> Description of the task
Locate every line below that contains the word "white" and copy each of those lines.

↓

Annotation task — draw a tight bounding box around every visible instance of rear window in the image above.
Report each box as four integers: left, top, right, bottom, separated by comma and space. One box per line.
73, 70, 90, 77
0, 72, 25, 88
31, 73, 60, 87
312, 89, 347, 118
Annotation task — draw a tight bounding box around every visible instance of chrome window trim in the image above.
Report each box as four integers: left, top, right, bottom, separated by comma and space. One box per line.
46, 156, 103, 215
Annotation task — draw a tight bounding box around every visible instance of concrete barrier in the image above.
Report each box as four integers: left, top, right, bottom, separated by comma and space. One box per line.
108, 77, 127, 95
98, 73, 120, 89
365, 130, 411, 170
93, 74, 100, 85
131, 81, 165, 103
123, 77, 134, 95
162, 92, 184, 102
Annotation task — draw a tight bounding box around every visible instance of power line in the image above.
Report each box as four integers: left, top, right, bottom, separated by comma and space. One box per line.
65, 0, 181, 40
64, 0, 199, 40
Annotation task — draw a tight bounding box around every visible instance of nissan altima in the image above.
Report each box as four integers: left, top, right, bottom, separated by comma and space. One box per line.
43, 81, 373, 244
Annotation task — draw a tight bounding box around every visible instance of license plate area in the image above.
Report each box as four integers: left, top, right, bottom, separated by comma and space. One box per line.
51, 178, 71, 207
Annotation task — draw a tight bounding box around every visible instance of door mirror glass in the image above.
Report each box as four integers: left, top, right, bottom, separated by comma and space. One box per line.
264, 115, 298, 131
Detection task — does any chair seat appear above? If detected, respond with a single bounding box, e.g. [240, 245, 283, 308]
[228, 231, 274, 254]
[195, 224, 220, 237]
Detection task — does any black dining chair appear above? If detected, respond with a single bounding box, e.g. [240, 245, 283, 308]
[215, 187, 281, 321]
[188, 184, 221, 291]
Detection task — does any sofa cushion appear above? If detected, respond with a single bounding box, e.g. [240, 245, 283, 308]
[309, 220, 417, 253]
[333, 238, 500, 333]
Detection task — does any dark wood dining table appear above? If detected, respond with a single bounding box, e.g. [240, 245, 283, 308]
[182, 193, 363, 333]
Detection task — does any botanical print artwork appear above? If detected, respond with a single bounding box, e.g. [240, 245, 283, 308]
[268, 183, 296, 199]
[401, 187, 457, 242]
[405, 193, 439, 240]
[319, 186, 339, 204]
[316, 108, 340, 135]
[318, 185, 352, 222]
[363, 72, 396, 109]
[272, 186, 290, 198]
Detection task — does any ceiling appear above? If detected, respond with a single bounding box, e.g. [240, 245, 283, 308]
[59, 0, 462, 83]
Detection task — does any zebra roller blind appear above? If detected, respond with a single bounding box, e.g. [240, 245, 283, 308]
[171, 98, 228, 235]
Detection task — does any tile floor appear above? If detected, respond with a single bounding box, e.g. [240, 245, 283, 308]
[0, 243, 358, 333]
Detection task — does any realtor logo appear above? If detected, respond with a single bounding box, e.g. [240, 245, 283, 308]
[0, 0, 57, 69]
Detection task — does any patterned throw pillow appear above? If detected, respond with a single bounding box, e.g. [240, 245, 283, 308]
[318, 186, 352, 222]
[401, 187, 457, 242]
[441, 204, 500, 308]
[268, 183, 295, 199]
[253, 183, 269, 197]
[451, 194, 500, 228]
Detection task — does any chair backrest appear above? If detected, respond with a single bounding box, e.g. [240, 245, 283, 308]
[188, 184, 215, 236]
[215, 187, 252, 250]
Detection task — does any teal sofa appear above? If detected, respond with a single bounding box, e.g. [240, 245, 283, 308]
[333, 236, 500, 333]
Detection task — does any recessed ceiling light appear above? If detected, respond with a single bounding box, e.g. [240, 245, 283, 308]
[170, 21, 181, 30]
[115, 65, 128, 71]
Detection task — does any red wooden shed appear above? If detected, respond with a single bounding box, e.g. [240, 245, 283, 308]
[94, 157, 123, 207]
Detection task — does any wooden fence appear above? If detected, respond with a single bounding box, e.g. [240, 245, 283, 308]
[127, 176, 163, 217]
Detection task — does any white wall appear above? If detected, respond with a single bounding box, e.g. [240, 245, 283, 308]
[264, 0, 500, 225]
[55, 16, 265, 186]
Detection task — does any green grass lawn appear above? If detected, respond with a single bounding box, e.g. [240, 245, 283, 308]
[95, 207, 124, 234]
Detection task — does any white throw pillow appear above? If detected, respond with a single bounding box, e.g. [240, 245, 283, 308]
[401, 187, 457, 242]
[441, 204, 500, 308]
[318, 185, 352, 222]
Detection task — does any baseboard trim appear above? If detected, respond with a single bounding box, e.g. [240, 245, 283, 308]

↑

> Answer to the exercise
Detection task — does any white wall appear above? If detected, respond with a single bounding box, e.g. [240, 245, 283, 308]
Detection task — does any white throw pillow appear above? If detected, respond with a single bounding box, e.g. [240, 245, 283, 308]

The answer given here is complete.